**Kutipan Halaman**
—————
Tidak heran, misalnya seorang Profesor yang cemerlang malah bersedia menjadi seorang wakil dari seorang sarjana. Seorang doktor muda berbakat bersedia jadi PD III. Saya tidak katakan jabatan itu tidak terhormat. Bahkan jabatan itu amat sangat terhormat, sehingga banyak yang menguber-ubernya. Hanya saja, pertanyaan pokok adalah apakah posisi yang diincarnya itu sesuai dengan gelar akademis yang dimilikinya.  (Bandingkan dengan Prof. Ichlasul Amal, misalnya, ia dengan enteng menolak jabatan menteri sebanyak 4 kali, yaitu ketika rezim Soeharto, Habibie, Abdurrahman Wahid dan Megawati. Ichlasul Amal memilih mengurus mahasiswa daripada jadi menteri). Tentu saja, lain padang lain belalang, lain Prof. Dr. lain pula orientasinya.
—————
**Petunjuk Pengerjaan**
a) Jawablah pertanyaan berikut berdasarkan kutipan tentang gelar akademis dan jabatan di atas.
(i) Jabatan apa yang bersedia diemban oleh seorang doktor muda berbakat?
(ii) Berapa kali Prof. Ichlasul Amal menolak jabatan menteri?
(iii) Apa yang dipilih Ichlasul Amal ketimbang menjadi menteri?
b) Berdasarkan kutipan tentang gelar akademis dan jabatan di atas, jelaskan mengapa banyak orang memburu jabatan tersebut.
c) Lanjutkan teks tentang gelar akademis dan jabatan di atas mulai dari kalimat terakhirnya.
—————
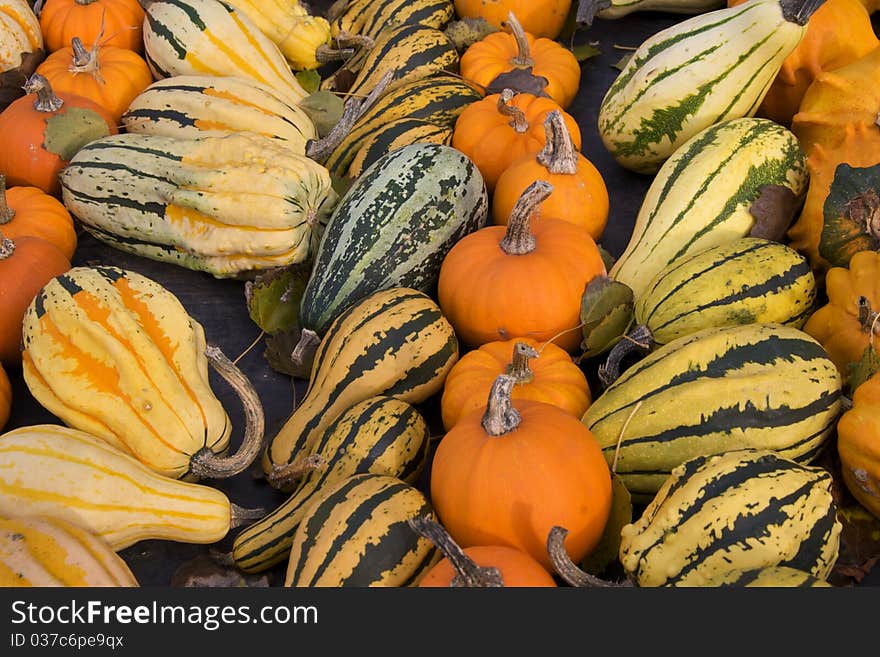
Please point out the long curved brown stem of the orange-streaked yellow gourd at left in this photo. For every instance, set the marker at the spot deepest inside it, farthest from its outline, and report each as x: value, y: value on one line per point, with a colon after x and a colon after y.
x: 206, y: 464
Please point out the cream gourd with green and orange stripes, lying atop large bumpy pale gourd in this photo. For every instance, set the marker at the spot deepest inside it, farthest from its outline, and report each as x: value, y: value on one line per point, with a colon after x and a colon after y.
x: 187, y: 106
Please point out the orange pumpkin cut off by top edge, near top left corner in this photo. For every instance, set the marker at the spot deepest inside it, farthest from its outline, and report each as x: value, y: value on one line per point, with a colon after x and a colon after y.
x: 120, y: 20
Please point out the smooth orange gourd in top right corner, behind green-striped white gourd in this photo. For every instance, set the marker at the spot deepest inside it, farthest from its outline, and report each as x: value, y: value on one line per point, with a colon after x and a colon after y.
x: 838, y: 33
—————
**Jawaban Berurutan**
a)
(i) PD III.
(ii) Sebanyak 4 kali.
(iii) Mengurus mahasiswa.

b) Banyak orang memburu jabatan itu karena jabatan tersebut amat sangat terhormat.

c)
Pertanyaan pokok di sini adalah, apakah mereka memiliki ideologi atau sekedar orientasi saja. Kalau memiliki ideologi, maka mereka bekerja berdasarkan ideologi yang dimilikinya. Akan tetapi jika ia memiliki orientasi, maka kerjanya hanya sekedar mencapai orientasi yang biasanya bersifat jabatan dan materi saja.  Tidak semua Prof. atau Dr. memiliki orientasi yang sama. Prof. Kuntowijoyo, seorang sejarawan misalnya, jabatan tertinggi yang dipegangnya adalah ketua jurusan. Ia menyatakan bahwa untuk pengembangan ilmu, maka ketua jurusan merupakan tempat yang paling strategis. Jelas sekali, ideologi yang dikembangkannya, yaitu ilmu–bukan kedudukan atau jabatan, sehingga lahirlah berpuluh-puluh buku yang ditulisnya. Kalau sudah demikian, maka barulah ia berhak mendapatkan gelar Prof.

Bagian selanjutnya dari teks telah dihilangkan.